─── Given records

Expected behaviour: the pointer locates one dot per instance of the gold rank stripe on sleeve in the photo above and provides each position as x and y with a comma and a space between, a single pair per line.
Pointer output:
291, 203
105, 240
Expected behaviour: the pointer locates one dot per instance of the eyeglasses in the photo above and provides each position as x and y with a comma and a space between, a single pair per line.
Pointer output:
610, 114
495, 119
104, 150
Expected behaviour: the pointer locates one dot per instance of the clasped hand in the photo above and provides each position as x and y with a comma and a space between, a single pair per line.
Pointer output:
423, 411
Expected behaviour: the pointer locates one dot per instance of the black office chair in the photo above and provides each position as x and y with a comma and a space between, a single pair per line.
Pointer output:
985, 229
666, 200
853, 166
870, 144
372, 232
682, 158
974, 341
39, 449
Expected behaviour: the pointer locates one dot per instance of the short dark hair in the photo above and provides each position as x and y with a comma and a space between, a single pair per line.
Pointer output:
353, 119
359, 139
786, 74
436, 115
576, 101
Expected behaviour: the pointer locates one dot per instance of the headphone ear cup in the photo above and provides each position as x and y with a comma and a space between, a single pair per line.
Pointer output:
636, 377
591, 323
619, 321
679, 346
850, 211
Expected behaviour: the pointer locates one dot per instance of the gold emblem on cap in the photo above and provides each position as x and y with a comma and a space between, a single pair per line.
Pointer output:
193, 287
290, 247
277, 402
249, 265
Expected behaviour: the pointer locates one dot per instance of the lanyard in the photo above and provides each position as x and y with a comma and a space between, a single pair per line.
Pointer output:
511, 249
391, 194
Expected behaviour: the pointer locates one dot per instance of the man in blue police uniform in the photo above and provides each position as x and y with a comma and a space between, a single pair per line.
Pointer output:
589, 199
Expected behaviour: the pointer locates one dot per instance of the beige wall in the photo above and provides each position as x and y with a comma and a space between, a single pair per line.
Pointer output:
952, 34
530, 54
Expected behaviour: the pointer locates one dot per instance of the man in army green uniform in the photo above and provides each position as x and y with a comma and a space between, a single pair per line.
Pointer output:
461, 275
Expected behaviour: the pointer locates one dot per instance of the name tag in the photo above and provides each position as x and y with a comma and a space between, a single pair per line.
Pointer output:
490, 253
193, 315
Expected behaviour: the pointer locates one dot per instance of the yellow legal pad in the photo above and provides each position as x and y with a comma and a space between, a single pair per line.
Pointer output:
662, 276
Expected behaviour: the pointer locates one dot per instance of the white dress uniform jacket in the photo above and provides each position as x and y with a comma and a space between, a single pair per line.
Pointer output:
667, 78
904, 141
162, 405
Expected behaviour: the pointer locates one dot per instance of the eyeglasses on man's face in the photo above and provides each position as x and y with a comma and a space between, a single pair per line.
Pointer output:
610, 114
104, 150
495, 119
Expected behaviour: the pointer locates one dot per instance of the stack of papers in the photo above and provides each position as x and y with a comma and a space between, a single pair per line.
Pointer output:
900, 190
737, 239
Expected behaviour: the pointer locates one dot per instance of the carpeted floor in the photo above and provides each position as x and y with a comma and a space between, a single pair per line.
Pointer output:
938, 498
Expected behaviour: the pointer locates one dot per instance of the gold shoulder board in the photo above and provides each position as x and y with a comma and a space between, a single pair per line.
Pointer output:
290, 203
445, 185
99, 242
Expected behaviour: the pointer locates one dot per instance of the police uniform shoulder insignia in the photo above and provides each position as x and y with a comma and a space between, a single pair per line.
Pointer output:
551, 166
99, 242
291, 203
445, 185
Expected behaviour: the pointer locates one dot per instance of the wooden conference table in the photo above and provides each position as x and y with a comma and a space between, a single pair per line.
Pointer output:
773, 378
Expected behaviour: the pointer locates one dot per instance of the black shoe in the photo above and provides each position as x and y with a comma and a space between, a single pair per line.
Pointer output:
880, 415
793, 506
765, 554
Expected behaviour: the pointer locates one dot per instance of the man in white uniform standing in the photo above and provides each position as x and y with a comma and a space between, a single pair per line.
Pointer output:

──────

Repeat exactly, and only, the lines of the records above, starting with the line that contains "of the wooden" and ending with the final line, both included.

● Solution to the problem:
Expected behaviour: the pointer locates one dot per instance of the wooden conference table in the photo above and provides each position as x and y with a comma and a space between, a single pair per line.
Pointer output:
773, 378
Expected behaviour: the pointer locates one dot per instance of the black shoe in the photo above and provides each position as x and y with a comma and a space between, a single pair per line.
Pointer output:
880, 415
793, 506
765, 554
Expected behaviour: the pointer locates one dot per instance of the man in white uniform standing in the photo above and provides each position as x and y with a comma and a space between, a single pair per line.
Pointer output:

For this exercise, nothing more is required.